— Task details —
Would you transcribe exactly the lines from the beginning of the records below through the line with "Tag every instance of the metal", both included, omitting the pictures?

— Data extract —
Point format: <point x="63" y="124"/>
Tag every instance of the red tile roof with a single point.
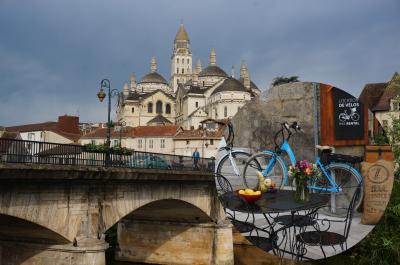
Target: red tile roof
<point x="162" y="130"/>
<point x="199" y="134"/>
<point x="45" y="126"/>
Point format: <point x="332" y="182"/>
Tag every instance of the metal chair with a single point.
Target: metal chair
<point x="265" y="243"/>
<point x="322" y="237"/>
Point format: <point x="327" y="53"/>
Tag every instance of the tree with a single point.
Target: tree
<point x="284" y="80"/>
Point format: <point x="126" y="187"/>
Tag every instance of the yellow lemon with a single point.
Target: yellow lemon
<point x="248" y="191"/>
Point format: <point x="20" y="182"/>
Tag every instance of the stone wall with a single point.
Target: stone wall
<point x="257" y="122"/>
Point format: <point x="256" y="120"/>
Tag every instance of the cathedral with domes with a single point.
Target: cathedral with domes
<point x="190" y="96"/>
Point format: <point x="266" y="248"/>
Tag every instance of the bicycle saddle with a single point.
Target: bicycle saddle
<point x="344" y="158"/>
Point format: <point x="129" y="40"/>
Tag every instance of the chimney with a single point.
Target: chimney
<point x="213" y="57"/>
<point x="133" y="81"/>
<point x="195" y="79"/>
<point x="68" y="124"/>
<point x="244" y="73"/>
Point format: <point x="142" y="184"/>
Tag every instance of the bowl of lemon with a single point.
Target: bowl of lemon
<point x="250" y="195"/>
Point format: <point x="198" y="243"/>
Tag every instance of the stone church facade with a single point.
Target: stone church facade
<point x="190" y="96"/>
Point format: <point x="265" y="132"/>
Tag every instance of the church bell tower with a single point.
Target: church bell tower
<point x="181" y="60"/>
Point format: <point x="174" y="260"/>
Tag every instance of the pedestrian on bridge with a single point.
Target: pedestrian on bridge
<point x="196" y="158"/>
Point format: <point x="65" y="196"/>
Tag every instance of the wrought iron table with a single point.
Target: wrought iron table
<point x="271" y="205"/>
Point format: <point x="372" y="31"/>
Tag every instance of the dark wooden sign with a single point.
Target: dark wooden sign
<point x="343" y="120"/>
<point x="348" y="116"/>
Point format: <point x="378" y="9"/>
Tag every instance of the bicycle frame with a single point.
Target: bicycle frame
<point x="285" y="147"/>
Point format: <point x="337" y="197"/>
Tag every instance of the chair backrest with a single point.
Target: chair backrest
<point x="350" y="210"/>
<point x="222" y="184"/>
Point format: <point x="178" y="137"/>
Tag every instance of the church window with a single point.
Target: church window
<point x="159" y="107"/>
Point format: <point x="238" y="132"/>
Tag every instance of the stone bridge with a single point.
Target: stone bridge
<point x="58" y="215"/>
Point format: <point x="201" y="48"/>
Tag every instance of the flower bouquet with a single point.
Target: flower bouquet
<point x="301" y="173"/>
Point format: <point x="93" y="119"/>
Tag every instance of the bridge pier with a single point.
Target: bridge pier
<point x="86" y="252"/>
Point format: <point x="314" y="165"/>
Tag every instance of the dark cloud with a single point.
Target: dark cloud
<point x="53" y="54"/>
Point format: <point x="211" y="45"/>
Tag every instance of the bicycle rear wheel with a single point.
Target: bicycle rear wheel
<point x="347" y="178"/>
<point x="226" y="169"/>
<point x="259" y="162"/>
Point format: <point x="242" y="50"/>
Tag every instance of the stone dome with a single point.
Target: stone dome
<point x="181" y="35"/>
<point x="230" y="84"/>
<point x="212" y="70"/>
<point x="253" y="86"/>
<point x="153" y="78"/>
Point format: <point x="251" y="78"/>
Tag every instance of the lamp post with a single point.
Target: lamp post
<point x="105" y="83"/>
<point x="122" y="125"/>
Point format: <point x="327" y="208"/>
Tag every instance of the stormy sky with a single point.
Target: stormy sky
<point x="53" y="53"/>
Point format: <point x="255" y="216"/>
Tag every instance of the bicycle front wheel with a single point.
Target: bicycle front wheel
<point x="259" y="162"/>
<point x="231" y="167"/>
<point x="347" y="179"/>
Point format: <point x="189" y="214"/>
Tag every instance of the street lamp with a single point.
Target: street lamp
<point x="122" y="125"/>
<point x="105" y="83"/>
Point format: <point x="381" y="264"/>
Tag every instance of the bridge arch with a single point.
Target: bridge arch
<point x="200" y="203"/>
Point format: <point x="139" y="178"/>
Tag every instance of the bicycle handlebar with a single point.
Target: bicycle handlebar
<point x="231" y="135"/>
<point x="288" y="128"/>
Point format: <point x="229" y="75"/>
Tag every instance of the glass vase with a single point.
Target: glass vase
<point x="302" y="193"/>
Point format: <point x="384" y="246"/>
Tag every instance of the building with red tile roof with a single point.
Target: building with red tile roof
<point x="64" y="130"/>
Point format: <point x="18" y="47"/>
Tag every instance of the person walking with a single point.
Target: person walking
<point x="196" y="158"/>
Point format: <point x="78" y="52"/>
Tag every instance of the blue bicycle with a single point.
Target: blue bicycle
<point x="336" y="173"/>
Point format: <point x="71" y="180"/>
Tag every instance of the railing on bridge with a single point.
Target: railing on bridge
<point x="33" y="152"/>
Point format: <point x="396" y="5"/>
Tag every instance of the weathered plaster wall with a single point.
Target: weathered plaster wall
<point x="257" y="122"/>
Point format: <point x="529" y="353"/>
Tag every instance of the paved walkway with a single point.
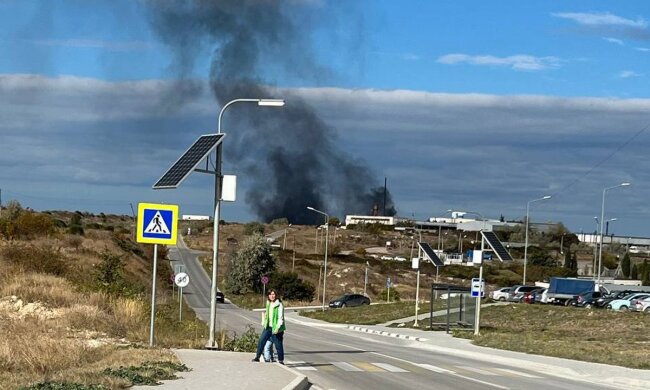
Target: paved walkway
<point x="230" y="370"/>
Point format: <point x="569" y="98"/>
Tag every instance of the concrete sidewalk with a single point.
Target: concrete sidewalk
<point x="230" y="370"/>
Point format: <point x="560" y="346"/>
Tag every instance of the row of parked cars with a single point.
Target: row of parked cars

— Completed task —
Point format: <point x="63" y="124"/>
Tag every instance of the red tile roof with a single point.
Target: red tile roof
<point x="162" y="130"/>
<point x="199" y="134"/>
<point x="45" y="126"/>
Point format: <point x="332" y="182"/>
Tag every instance of the metal chair with a single point.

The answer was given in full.